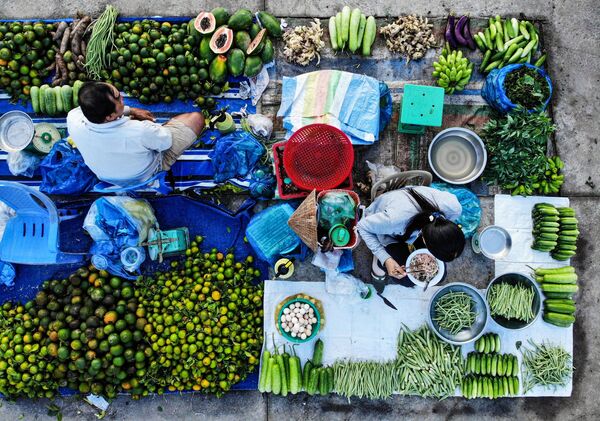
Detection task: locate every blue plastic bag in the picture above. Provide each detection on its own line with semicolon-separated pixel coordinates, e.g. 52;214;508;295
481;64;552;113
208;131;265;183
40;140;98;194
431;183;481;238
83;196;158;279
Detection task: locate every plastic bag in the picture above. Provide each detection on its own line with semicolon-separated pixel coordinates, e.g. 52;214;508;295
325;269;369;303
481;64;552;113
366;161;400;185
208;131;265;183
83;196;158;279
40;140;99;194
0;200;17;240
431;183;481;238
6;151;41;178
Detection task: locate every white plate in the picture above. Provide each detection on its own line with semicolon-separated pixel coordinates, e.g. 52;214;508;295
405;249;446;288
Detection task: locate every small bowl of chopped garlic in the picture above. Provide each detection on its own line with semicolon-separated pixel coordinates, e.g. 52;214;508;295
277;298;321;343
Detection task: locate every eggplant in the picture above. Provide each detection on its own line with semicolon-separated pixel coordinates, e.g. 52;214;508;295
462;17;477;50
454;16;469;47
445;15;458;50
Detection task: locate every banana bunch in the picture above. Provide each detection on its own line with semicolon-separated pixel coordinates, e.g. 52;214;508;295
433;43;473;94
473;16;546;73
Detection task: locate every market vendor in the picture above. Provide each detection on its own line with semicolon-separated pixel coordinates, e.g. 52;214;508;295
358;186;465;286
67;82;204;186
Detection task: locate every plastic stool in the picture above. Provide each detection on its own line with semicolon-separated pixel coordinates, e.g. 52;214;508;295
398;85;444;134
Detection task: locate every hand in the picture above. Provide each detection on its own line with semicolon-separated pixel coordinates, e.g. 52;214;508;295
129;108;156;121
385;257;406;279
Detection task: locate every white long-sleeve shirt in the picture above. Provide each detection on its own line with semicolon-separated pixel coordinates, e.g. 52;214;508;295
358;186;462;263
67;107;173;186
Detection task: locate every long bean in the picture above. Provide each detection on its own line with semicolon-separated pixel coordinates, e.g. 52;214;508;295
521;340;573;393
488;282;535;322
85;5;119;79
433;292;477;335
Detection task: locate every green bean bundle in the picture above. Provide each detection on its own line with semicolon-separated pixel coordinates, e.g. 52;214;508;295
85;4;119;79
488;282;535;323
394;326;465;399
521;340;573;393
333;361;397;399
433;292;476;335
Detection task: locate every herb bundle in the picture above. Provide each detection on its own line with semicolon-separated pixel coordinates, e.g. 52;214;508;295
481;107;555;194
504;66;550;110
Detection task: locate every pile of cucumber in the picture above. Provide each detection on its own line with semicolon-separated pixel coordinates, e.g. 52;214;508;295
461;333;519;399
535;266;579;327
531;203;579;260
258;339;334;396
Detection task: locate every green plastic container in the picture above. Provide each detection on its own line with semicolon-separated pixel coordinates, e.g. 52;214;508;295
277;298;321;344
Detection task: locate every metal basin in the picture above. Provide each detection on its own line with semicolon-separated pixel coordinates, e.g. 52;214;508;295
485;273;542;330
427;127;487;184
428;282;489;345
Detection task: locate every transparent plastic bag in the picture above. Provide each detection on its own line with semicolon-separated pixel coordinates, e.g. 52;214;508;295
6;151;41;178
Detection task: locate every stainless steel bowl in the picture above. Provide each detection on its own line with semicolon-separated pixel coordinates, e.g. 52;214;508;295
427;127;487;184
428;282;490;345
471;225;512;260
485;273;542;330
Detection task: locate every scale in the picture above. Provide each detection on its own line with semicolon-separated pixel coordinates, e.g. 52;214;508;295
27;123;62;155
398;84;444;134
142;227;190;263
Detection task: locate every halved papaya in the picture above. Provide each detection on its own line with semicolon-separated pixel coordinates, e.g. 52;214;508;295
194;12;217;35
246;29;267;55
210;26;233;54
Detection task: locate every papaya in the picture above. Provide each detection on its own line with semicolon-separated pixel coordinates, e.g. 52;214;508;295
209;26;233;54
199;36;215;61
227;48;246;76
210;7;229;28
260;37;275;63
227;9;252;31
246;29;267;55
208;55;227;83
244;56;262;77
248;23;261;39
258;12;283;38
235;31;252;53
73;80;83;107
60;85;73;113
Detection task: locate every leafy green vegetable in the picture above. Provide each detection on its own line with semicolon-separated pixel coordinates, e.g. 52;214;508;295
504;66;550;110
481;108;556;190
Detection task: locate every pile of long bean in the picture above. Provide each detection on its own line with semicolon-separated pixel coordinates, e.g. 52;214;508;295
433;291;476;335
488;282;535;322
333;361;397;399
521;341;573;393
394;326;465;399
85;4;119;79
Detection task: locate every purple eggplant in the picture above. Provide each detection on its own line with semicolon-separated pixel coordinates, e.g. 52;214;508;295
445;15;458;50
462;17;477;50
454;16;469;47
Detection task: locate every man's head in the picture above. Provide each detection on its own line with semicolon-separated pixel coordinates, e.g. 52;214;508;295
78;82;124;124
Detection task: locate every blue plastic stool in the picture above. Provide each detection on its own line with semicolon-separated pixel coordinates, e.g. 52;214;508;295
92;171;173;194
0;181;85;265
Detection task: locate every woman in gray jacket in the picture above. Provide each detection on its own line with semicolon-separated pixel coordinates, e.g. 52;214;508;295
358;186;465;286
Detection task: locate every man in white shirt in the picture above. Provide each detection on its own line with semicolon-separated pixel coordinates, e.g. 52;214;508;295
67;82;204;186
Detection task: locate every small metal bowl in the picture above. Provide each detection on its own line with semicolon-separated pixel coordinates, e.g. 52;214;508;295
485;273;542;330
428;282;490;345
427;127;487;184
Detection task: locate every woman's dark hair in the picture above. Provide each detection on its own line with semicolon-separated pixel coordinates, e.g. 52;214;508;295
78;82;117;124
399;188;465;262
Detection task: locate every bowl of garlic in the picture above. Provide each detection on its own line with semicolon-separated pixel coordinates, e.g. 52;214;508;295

=-=-=

▶ Aim: Rewrite all of the data above, replacing "semicolon-separated" with "comma-separated" wherever it occurs and keeping everything else the same. Leave the pictures out.

▶ Written reply:
Detection task: locate every blue plastic bag in the picture above. Provide each detection on its own line with comma-separated pixel coordinates, e.g. 52;214;508;295
481;64;552;113
208;131;265;183
40;140;98;194
431;183;481;238
83;196;158;279
Detection task: locate every plastic bag in the picture above. Provide each detection on its own line with comma-separated pixel coordinates, e.g. 52;214;508;295
325;269;369;303
481;64;552;113
366;161;400;185
208;131;265;183
83;196;158;279
40;140;99;194
0;200;17;240
431;183;481;238
6;151;41;178
Detection task: locate every white plate in the picture above. Provide each detection on its own line with comma-separated pixel coordinates, e.g. 52;214;508;295
405;249;446;288
Detection task: locate every small bowl of chopped garlic in the picture above. Provide each detection on its own line with comma-separated pixel coordinates, e.g. 52;214;508;295
277;298;321;343
Detection task: locate every eggplant in the picture above. Provide each detection on its own line with comma-separated pixel coordinates, e.g. 52;214;508;295
462;17;477;50
454;16;469;47
445;15;458;50
Detection task: locate every banana bunch in the picture above. Provide each detection on its own line with comma-separated pixel coordinates, e.g. 52;214;508;295
433;43;473;94
473;16;546;73
Detection task: locate every market vendor in the picture above. Provide each detection on its own line with comma-separated pixel coordinates, e.g. 52;214;508;295
358;186;465;286
67;82;204;186
Detection task: locate every plastic stool in the picture above. Provide each detection on its own line with comma-separated pixel coordinates, e.g. 52;214;508;295
398;85;444;134
Detection task: locate every hand in the picture above. Provide each detection on its own line with comma-separated pixel coordinates, e.g. 52;214;508;295
129;108;156;121
385;257;406;279
Detection task: locate every white long-sleeve shirt in the picture above. Provide each detection on its own line with comma-separated pixel coordinates, e.g. 52;214;508;295
358;186;462;263
67;107;173;186
Detection task: locate every long bean in the picture above. Provide each detection on its own line with comma-separated pixel coordinates, e.g. 52;214;508;295
521;340;573;393
488;282;535;322
85;5;119;79
433;292;477;335
Detection task: locate every green bean bundle in the picture above. Provide each detection on its own line with comma-separated pixel coordinates, e.g. 52;214;508;295
85;4;119;79
488;282;535;323
394;326;465;399
521;340;573;393
333;361;397;399
433;292;476;335
Detection task: locate every herb bundle in the picture above. Provide each detection on its own line with comma-separated pixel coordinates, e.g. 52;214;508;295
481;107;555;194
504;66;550;110
Detection task: locate every pile of cucumber in the picture above. Provide each detection on its own line with comma-separated pixel coordinates, e.g. 52;214;508;295
461;333;519;399
535;266;579;327
531;203;579;260
258;339;334;396
Detection task: locate every green plastic container in the picture above. Provide each detection on its own line with comma-separated pixel coordinates, e.g. 52;214;508;295
277;298;321;344
Detection task: locate every metal basin in the picture above. Provide each detection on its own line with comma-separated pixel coordinates, e.g. 52;214;508;295
485;273;542;330
427;127;487;184
428;282;489;345
Detection task: locate every transparent plastic bag in the picture above. Provide each detection on its own line with comma-separated pixel coordinates, e.g. 52;214;508;295
6;151;41;178
Detection task: locate every stainless steel bowl in the picture above. Provide each detection on its own line with comma-separated pixel coordinates, e.g. 52;214;508;295
427;127;487;184
428;282;490;345
471;225;512;260
485;273;542;330
Detection task: locate every scale in the picture above. Provide each detection on its own line with comma-separated pixel coordinates, e.g. 52;214;508;295
27;123;62;155
398;84;444;134
142;227;190;263
Detection task: locate every halved papaya in the picture above. Provide each detection on its own line with comma-separated pixel coordinates, e.g. 52;214;508;295
194;12;217;35
246;29;267;55
210;26;233;54
Detection task: locate every papaya in the picture above. Provide each detection on its own line with comma-separated pixel coordinates, e.g. 52;214;508;295
209;26;233;54
199;36;215;61
227;48;246;76
210;7;229;28
260;37;275;63
227;9;252;31
246;29;267;55
208;55;227;83
244;56;262;77
248;23;261;39
258;12;283;38
235;31;252;53
73;80;83;107
60;85;73;113
Detection task: locate every leafy green vegetable in the picture above. Provide each detection on its own line with comma-separated pixel coordinates, e.g. 52;214;508;295
504;66;550;110
481;108;556;190
Detection task: locate every pile of long bean in the picture above. Provide each detection on its own line with comma-separated pixel coordinates, e.g. 52;214;508;295
433;291;476;335
488;282;535;322
333;361;397;399
521;341;573;393
394;326;465;399
85;4;119;79
Detection task: locate every purple eggplant in the picture above. Provide each detection on its own line with comma-separated pixel coordinates, e.g. 52;214;508;295
445;15;458;50
462;17;477;50
454;16;469;47
Detection task: locate every man's head in the picture above. Provide each detection on its own line with comma-separated pixel coordinates, e.g. 52;214;508;295
78;82;124;124
Detection task: locate every blue plastic stool in the picture above. Provide each detection on its own line with comma-separated pixel coordinates, e.g. 52;214;508;295
92;171;173;194
0;181;85;265
Detection task: locate every woman in gray jacket in the picture above. Provide each detection on its own line with comma-separated pixel coordinates, e.g. 52;214;508;295
358;186;465;286
Detection task: locate every man in white shirt in the picture above. Provide each detection on its own line with comma-separated pixel coordinates, e.g. 52;214;508;295
67;82;204;186
Detection task: locate every small metal bowl in the picture above. Provide each detection on its own line with comma-separated pixel coordinates, e.g. 52;214;508;295
485;273;542;330
428;282;490;345
427;127;487;184
Detection task: locate every woman's dark hair in the picture above. Provide each detection on its own line with comma-separated pixel coordinates, e.g. 52;214;508;295
78;82;117;124
399;188;465;262
Detection task: locate every bowl of garlic in the picture above. Provide each detection on its own line with comma-separated pixel coordinates, e.g. 52;214;508;295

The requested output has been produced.